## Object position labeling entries
>> Begin
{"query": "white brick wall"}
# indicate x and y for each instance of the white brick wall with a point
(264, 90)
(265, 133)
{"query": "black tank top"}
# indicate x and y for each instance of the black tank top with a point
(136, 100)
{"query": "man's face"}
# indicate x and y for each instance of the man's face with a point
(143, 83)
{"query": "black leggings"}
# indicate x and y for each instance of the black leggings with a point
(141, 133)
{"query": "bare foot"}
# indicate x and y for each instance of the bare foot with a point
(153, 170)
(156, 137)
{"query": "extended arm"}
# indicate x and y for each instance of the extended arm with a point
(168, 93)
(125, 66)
>> End
>> Begin
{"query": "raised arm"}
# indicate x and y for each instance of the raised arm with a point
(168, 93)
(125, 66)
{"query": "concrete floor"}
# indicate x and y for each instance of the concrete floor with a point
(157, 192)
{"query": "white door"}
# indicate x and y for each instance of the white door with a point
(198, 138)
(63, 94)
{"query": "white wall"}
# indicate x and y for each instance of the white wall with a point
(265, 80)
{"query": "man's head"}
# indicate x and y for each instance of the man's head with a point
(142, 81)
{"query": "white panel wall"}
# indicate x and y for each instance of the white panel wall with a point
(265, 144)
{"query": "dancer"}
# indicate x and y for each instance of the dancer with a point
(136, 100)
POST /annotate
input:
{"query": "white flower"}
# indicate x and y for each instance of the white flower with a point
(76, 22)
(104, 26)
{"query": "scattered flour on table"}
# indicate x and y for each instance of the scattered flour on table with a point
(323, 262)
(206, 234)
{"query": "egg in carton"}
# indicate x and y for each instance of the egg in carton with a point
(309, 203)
>> End
## Work to do
State how many lines in the rows above contain the word "concrete", giving only the number.

## Written solution
2